### [AUFGABENSTELLUNG]
Bearbeite die Zeilen ab der Zeile mit „Each instance of the fish eye“ bis einschließlich der Zeile mit „pixel 142 115“. Gib nur diese Zeilen wieder, ersetze darin „earns a single pin“ durch „receives a single pin“ und lass alles andere unverändert.

- - - - - - -

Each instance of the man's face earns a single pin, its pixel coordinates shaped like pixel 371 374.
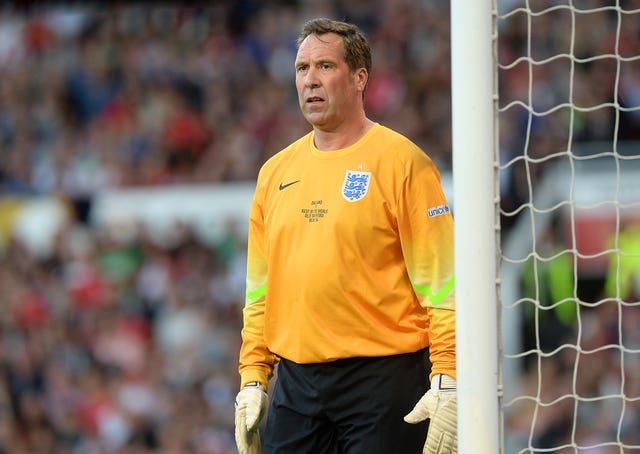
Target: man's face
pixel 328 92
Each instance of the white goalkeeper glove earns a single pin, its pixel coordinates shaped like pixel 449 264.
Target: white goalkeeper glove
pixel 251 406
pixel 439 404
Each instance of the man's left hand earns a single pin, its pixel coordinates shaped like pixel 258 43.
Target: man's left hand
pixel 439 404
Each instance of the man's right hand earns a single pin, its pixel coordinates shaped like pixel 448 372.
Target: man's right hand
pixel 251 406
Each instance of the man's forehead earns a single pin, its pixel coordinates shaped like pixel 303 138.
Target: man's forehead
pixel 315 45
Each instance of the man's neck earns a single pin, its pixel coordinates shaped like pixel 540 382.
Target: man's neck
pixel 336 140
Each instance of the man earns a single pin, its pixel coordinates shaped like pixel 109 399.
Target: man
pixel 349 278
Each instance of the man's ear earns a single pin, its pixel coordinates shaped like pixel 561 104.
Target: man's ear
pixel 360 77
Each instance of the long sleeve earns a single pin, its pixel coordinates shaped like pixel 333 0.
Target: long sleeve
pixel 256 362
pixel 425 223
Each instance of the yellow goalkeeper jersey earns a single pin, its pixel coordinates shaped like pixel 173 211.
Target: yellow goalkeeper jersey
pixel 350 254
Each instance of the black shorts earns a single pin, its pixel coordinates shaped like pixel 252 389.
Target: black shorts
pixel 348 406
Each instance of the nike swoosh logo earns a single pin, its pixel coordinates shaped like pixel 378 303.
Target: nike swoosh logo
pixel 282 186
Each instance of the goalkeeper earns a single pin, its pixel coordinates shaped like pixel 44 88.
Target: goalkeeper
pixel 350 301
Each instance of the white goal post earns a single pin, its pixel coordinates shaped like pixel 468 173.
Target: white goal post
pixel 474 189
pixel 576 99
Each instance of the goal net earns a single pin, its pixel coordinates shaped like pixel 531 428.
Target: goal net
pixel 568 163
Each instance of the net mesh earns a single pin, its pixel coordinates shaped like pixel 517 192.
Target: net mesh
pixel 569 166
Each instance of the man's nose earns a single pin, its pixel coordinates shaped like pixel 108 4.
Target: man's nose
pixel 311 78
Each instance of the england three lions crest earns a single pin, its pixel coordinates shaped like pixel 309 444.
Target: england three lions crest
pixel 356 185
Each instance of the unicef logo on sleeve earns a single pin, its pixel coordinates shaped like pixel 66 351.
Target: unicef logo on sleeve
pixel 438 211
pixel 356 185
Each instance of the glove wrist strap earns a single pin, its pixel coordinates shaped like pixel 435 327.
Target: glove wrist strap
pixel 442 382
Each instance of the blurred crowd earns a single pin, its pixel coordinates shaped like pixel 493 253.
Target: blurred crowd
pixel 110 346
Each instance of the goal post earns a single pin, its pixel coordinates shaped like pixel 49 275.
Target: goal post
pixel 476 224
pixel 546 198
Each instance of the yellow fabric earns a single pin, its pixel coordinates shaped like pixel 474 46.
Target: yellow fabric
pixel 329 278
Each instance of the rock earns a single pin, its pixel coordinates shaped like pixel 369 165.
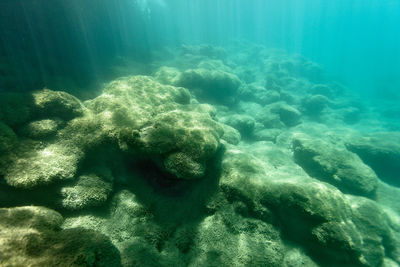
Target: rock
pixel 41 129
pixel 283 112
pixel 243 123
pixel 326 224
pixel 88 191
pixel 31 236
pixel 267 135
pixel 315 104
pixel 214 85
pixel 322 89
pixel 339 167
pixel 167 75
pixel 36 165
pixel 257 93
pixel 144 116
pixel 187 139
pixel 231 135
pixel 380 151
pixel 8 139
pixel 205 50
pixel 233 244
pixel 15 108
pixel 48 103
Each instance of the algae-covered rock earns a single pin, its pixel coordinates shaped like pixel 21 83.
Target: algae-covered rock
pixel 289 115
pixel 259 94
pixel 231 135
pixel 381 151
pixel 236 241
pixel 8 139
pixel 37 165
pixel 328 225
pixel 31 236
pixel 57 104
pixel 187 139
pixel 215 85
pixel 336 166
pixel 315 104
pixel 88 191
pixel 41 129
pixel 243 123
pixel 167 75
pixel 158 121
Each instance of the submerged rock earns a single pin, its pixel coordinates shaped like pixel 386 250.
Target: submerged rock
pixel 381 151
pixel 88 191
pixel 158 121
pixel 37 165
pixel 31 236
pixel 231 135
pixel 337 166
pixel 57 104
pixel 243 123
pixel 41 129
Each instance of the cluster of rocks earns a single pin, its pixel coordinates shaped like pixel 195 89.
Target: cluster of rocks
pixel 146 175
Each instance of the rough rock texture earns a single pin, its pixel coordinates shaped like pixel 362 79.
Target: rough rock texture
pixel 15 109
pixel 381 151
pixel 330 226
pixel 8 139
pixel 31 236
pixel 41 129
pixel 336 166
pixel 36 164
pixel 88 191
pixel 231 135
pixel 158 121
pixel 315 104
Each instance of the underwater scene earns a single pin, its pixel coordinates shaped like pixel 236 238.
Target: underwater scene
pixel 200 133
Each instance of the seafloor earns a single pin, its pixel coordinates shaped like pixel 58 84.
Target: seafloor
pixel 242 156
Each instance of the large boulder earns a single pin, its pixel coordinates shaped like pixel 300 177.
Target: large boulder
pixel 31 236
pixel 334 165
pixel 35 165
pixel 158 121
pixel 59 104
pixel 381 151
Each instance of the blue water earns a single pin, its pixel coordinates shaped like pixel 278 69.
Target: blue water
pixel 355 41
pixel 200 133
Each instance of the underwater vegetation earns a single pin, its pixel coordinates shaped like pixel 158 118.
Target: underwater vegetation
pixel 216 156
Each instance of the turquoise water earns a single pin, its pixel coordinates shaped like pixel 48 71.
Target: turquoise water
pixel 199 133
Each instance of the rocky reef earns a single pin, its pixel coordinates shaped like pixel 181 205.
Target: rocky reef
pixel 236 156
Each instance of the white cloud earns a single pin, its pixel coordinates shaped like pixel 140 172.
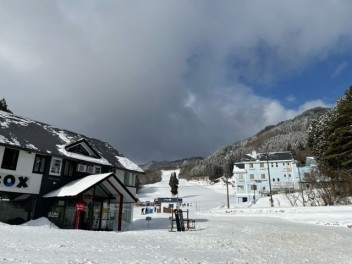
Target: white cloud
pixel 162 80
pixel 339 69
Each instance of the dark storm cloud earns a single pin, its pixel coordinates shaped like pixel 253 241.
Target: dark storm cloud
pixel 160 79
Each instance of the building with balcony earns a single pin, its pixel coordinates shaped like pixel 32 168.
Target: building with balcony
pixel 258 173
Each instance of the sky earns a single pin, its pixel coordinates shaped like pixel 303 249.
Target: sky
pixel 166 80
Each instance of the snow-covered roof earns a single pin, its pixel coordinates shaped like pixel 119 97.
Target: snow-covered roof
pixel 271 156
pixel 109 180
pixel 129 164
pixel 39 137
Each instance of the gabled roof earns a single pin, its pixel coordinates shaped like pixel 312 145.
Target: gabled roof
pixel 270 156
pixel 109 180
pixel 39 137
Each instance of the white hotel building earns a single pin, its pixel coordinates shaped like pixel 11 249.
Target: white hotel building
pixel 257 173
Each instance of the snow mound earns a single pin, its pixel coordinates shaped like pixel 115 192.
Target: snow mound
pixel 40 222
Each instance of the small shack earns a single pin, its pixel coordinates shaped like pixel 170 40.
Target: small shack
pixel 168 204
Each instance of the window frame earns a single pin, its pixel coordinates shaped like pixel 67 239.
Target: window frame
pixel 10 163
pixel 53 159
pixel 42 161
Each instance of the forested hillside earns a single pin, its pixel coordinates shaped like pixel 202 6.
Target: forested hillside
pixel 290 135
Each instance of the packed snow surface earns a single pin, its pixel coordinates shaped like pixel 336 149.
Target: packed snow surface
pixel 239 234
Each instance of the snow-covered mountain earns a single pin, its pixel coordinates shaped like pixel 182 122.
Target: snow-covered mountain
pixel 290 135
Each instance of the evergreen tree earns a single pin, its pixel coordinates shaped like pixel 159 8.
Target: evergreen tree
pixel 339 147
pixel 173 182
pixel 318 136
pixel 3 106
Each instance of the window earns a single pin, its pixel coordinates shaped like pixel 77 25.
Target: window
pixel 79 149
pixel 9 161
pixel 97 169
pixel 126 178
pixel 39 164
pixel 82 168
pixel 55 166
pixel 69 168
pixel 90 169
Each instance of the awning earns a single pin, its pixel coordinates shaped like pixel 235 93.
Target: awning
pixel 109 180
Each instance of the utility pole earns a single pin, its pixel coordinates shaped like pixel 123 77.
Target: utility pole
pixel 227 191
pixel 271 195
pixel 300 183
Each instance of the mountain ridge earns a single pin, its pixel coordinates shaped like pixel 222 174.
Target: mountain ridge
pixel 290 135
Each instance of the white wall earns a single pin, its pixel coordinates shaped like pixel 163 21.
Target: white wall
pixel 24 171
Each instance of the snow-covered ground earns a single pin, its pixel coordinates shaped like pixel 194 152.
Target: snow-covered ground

- - - - - - -

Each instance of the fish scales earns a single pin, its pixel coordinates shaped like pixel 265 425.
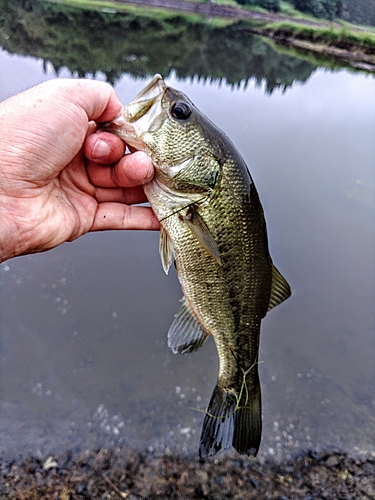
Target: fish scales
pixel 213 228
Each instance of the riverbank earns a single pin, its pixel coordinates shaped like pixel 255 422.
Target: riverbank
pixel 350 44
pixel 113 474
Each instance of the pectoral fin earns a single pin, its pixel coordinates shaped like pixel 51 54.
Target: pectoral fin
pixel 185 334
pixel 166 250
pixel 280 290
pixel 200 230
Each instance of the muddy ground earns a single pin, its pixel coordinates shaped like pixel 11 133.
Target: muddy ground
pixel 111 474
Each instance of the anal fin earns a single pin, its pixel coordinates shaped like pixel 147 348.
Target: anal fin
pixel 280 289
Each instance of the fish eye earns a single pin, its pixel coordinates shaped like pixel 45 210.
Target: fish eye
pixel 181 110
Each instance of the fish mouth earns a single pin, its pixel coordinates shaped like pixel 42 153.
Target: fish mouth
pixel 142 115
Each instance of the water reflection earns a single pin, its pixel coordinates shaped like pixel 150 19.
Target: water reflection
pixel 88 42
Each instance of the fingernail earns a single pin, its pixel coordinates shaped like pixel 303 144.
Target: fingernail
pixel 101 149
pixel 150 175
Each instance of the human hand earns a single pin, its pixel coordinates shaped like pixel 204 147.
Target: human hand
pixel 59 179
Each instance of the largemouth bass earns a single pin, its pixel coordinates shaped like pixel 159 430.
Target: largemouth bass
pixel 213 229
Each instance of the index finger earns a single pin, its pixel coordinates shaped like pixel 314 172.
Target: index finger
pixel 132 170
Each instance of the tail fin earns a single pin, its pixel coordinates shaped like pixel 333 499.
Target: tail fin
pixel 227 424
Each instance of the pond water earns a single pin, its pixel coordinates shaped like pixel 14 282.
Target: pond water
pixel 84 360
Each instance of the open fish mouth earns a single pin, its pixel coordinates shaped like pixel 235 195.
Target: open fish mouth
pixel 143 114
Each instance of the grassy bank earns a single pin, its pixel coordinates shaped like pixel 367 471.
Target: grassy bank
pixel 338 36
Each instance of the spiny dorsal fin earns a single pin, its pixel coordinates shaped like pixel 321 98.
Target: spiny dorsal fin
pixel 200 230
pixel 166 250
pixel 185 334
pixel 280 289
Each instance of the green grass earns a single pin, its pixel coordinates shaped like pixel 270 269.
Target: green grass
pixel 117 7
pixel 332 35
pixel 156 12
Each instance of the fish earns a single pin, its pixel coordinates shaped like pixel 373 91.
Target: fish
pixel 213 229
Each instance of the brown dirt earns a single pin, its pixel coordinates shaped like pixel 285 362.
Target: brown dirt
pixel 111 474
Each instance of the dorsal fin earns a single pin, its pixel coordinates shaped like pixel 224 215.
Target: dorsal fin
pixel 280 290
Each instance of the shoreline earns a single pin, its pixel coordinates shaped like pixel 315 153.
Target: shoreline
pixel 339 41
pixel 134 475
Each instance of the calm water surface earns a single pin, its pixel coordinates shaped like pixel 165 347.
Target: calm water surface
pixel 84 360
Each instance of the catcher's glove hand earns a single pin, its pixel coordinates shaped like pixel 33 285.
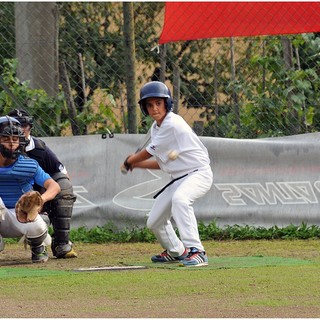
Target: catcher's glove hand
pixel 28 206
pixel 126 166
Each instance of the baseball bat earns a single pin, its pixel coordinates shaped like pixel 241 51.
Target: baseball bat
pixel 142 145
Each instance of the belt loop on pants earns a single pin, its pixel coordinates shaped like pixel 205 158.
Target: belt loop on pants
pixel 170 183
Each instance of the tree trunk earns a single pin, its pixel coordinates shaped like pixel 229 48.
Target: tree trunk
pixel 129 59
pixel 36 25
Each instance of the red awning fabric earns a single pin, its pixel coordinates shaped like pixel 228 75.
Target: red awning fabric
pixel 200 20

- - - - - - -

### [SCHRIFTLICHE ANTWORT]
Each instance of the fish eye receives a single pin, its pixel coordinates shaped like pixel 45 210.
Target: fish eye
pixel 181 110
Each instance of the fish mouth receives a single pin, its pixel coordinates shaped like pixel 42 153.
Target: fish mouth
pixel 142 115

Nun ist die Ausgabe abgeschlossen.